──────── PROVIDED TEXT ────────

Statistical Analysis
All quantitative data were expressed as mean ± SD or ±SEM of three or four independent experiments. Following the western blot analysis, the optical densities of blot bands were determined using ImageJ software. Protein/β-actin ratios were obtained from the densitometry data, and the differences among groups were analyzed by one-tailed Student’s t test. A value of p ≤ 0.05 was considered significant. All Seahorse data were analyzed using Report Generator software that automatically calculates and reports the assay parameters of the Agilent Seahorse XFe24 specific for each assay (glycolysis stress test or cell mito stress) (Agilent Technologies). For data analysis (NMR spectroscopy, LC-MS metabolomic, lipidomic, and RNA-seq), a value of p ≤ 0.05 was considered significant.
Results
MUL1 E3 Ubiquitin Ligase Regulates the Protein Level of Several Substrates With Diverse Function
MUL1-mediated K48 polyubiquitination invariably targets its substrates for proteasomal degradation and therefore regulates their protein level. There are four such known substrates: MFN2, ULK1, AKT, and the UBXN7 protein that controls the protein level of HIF-1α (Figure 1A) (Li et al., 2008; Bae et al., 2012; Cilenti et al., 2014; Yun et al., 2014; Li et al., 2015; Cilenti et al., 2020). Figure 1B shows the protein level of UBXN7, HIF-1α, AKT, ULK1, and MFN2 in two independent clones of HEK293 WT or MUL1(−/−), where MUL1 has been inactivated using CRISPR-Cas9 (Peng et al., 2016; Steffen et al., 2017; Puri et al., 2019; Cilenti et al., 2020). The absence of MUL1 ligase leads to the significant accumulation of all these substrate proteins (Figure 1C). AKT defines a family of three different but highly homologous kinases, Akt1, Akt2, and Akt3 (Gonzalez and McGraw, 2009). To determine which one of them is regulated by MUL1, we monitored their respective protein level in HEK293 MUL1(−/−) cells using specific antibodies. Figure 1D shows that Akt2 alone is regulated in the absence of MUL1, and there was no detectable change in either Akt1 or Akt3 protein level. In addition, the accumulation of Akt2 in HEK293 MUL1(−/−) cells leads to its activation, as seen by the degree of autophosphorylation (P-Akt2 Thr308) as well as the increased phosphorylation of its GSK-3β S9 substrate (Figures 1D,E) (Kuo et al., 2008; Le Grand et al., 2014). To verify that our results were not restricted to HEK293 MUL1(−/−) cells alone, we created a HeLa MUL1(−/−) cell line. Supplementary Figures S1A, B show that in HeLa MUL1(−/−) cells, UBXN7, HIF-1α, and Akt2 protein levels, as well as their activation reflected in the upregulation of GLUT1 protein and GSK-3β S9 phosphorylation, closely mirror the result observed in HEK293 MUL1(−/−) cells.

──────── PROVIDED MATERIAL ────────

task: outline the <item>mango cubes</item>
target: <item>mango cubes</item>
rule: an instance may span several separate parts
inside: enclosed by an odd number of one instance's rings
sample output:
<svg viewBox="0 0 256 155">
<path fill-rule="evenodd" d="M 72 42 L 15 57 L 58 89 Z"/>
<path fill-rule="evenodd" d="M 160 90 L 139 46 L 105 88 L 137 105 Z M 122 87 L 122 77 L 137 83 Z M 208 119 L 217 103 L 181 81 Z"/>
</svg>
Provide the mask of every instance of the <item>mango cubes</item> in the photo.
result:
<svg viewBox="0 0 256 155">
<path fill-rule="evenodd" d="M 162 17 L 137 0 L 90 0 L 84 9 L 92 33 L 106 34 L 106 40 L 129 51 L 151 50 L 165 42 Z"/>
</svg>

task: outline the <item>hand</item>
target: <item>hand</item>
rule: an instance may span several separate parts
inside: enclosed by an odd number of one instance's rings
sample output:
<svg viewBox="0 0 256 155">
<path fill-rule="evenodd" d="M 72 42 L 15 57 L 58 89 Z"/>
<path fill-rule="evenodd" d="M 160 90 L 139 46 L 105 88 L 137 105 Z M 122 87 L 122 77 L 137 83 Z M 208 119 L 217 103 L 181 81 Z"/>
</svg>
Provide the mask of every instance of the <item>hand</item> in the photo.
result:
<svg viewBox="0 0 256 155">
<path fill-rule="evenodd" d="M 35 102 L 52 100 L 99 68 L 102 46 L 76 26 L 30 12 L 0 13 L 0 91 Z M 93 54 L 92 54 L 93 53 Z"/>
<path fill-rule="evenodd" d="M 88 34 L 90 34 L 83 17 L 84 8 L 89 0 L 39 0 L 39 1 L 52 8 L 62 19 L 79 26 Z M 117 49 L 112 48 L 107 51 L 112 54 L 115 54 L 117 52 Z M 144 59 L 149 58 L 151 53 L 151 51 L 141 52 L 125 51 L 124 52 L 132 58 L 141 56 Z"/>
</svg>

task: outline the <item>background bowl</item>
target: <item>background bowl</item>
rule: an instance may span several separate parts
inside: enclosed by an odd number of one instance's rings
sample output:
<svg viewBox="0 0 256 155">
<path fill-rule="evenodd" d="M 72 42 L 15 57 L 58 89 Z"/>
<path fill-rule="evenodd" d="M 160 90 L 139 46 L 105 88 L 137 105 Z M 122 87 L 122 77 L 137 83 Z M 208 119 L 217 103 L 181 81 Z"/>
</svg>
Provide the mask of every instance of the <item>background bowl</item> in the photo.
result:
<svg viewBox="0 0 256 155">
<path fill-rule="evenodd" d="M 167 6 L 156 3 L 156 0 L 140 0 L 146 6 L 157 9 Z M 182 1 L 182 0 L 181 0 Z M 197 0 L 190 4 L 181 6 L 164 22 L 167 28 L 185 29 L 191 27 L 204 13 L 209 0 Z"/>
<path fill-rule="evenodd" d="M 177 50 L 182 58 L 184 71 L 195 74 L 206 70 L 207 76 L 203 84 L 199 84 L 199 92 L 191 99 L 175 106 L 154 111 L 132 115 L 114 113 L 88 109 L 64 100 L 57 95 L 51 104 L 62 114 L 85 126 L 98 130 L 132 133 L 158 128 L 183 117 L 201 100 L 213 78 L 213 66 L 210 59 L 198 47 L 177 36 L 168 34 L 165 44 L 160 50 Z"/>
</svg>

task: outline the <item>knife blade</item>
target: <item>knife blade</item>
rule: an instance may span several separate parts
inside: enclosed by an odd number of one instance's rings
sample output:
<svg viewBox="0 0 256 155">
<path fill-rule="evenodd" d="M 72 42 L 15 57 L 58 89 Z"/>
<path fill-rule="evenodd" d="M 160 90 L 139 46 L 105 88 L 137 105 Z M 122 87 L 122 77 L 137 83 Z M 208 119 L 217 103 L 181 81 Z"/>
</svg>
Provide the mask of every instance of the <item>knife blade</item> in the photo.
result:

────────

WORK TASK = The provided text describes creating a HeLa MUL1(−/−) cell line. In one to three sentences, explain why the researchers made it.

PROBLEM SOLUTION = The researchers created the HeLa MUL1(−/−) cell line to verify that their results were not restricted to HEK293 MUL1(−/−) cells alone. In the HeLa cells, UBXN7, HIF-1α, and Akt2 protein levels and their activation closely mirrored the HEK293 results.